*What to work on:* Reproduce the items beginning with the line containing "Target: small twig" and continuing through the final item, swapping "marker" for "dot" and leaving everything else as it is.

-- start Supplied records --

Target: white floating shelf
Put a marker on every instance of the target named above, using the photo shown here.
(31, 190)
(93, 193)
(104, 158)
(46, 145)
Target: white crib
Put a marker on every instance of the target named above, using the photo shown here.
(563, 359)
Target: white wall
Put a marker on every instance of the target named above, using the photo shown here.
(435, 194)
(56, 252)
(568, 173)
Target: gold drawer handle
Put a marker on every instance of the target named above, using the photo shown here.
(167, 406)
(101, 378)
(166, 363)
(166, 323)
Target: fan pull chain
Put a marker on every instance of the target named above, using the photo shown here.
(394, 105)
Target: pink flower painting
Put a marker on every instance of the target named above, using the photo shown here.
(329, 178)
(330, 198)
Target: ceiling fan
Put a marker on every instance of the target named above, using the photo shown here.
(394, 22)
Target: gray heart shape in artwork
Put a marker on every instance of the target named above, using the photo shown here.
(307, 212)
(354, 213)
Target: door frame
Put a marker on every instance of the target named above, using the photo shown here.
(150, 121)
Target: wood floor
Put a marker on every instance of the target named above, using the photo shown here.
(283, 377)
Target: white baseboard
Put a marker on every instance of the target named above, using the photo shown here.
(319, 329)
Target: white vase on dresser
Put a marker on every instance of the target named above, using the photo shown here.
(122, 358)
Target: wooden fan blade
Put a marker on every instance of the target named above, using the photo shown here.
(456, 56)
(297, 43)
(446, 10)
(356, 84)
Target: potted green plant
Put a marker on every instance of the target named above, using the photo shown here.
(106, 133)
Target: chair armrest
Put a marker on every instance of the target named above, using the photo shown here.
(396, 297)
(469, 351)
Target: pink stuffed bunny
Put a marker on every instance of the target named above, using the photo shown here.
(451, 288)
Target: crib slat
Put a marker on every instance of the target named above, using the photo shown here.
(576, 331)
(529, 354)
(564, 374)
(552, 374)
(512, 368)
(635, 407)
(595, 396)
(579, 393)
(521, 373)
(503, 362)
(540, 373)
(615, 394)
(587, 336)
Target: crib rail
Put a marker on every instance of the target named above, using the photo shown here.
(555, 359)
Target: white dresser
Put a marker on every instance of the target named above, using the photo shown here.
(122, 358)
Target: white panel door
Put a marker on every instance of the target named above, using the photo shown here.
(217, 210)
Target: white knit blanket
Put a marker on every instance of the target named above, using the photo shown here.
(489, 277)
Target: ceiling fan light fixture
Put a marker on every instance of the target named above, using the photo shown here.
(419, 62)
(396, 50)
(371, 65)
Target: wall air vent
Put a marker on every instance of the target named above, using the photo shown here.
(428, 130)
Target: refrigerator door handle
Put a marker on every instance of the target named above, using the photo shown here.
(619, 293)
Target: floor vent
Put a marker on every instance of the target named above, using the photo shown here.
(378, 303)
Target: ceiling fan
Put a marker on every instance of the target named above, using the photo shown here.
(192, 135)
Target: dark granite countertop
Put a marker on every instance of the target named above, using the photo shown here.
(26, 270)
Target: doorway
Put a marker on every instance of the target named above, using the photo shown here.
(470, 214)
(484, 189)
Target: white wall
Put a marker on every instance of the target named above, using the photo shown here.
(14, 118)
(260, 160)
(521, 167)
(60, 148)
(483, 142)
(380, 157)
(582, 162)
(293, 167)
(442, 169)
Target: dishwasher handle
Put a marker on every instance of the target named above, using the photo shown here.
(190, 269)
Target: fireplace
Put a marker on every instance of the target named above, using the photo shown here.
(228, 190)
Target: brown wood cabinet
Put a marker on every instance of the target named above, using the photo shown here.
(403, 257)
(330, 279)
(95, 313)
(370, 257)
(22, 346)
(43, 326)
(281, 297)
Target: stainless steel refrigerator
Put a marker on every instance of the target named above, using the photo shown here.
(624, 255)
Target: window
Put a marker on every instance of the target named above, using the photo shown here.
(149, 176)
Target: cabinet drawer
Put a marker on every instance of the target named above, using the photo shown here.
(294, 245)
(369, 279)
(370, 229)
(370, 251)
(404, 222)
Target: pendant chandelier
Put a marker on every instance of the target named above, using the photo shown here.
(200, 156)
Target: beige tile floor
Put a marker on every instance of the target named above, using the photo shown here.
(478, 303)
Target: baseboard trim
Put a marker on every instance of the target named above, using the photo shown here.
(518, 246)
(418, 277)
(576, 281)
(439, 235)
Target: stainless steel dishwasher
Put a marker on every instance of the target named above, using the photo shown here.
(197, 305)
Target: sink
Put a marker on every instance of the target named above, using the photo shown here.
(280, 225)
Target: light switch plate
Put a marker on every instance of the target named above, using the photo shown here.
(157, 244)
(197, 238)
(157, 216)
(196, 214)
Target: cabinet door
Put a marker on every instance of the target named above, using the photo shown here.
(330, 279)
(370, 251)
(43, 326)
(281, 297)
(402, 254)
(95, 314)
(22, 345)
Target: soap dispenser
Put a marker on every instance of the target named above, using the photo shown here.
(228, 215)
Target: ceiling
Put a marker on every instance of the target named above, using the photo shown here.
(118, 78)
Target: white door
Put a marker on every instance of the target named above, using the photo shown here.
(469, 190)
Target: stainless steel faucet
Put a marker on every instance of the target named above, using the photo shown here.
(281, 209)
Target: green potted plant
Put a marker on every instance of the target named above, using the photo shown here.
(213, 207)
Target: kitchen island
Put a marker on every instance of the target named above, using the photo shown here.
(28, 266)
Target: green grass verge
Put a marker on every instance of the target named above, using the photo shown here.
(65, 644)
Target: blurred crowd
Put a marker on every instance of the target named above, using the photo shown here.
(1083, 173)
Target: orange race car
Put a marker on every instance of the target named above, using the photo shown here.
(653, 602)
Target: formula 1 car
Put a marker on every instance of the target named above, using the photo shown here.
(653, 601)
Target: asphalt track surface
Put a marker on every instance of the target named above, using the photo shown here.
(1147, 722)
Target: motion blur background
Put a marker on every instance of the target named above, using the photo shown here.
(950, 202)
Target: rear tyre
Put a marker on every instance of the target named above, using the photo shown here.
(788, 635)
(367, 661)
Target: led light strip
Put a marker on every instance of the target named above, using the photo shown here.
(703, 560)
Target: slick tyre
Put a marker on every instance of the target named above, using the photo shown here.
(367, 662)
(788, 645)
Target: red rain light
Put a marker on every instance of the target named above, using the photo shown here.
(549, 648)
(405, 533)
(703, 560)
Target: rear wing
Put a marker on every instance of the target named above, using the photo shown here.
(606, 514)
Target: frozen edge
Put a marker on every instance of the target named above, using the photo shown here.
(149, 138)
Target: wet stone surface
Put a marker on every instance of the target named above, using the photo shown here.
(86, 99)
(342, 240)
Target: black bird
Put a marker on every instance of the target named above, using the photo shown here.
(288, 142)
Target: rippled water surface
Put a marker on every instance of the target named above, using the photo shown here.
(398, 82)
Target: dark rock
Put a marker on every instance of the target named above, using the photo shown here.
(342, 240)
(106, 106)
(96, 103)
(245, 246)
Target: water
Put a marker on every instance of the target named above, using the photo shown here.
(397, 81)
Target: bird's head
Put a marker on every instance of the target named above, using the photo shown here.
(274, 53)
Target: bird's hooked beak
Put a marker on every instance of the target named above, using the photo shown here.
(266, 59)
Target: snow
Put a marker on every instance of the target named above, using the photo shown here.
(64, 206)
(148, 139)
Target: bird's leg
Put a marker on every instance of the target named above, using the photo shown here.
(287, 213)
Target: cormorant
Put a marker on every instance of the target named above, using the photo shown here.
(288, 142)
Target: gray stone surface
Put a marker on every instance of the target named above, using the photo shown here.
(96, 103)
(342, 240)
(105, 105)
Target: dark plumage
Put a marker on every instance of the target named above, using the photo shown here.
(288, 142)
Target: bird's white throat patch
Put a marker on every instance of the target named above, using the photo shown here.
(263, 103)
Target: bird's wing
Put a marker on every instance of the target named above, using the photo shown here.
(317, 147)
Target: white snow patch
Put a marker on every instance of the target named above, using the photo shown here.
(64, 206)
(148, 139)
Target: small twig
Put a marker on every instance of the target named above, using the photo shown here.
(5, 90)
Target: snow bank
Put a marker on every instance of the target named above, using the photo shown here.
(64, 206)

-- end Supplied records --

*Finished exercise:*
Target: small twig
Put a dot on every instance of the target named above, using the photo shown here.
(5, 90)
Target: snow bank
Put a dot on every instance of the target named above, using the photo shown here.
(64, 206)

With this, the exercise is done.